*Text for analysis:*

-- Opening Marker --

Help:Sequencing Tool:Automatic Assessment Algorithm
The Registry provides a tool to automatically align and evaluate sequences against the sequence of a specified part. This is how that algorithm works as of 18 March 2008.
Contents
Definitions
Target Part - This algorithm only evaluates sequence reads against the sequence for a known part. It is not used to align sequence reads and then search for matching parts in teh Registry.
Sequence - A string of bases A, C, G, and T indicating nucleic acids, or N, indicating one unknown base.
Quality - A string of numbers corresponding one-to-one with bases in a sequence.
Sequence Read - The called set of bases from a sequencing reaction.
Raw Sequence - A sequence read as received from the sequencing center.
Forward Sequence - A sequence read on the same strand of DNA and in the same direction as the sequence of the target part. Forward sequences are a result of a forward primer. Forward sequences have been read frm left to right.
Reverse Sequence - The reverse compliment of a sequence read that extended from right-to-left along a target part. The sequencing program converts all raw sequences to either forward or reverse sequences based on the primer used.
New Sequences
When a new sequence is entered or new quality information is entered for a sequence, the software searches for the BioBrick™ prefix and suffix using this algorithm:
The called sequence is searched for the BioBrick Prefix and Suffix using Find_Best_Match. The match must have a score of 15 points or more out of the possible 21 points. The result of this search will be used to display the Prefix and Suffix boxes under the displayed sequence.

-- Closing Marker --

*Information shown:*

-- Opening Marker --

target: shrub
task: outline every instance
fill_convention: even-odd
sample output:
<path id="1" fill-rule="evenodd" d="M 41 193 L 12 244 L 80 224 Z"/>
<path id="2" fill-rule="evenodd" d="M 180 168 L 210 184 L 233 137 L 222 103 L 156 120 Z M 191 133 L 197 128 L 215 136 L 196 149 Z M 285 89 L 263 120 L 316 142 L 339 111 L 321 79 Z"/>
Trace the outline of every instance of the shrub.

-- Closing Marker --

*Action item:* Write the next part of the help page on the Registry's automatic sequence assessment algorithm, starting after its final sentence. The data have no connection to the help page on the Registry's sequence assessment algorithm.

*Written response:*
Sequence Graphic
Each sequence is displayed as a green sequence graphic. These bars indicate the relative location of the sequence in alignments, the location of the prefix and suffix (if any) and the given quality of the sequence reading.
Best Matching Sequences
This algorthm uses a utility function to align two sequences and report the alignment which matches best.
Find_Best_Match(A, B) shifts sequence A relative to sequence B one base at a time. At each position, it compares the overlapping sequence to see if the bases match. If the two bases match the score for that position is increased by one point if the bases do not match, then the score id decreased by two points. Notes: This does not work well if there is a deleted or inserted base in either sequence.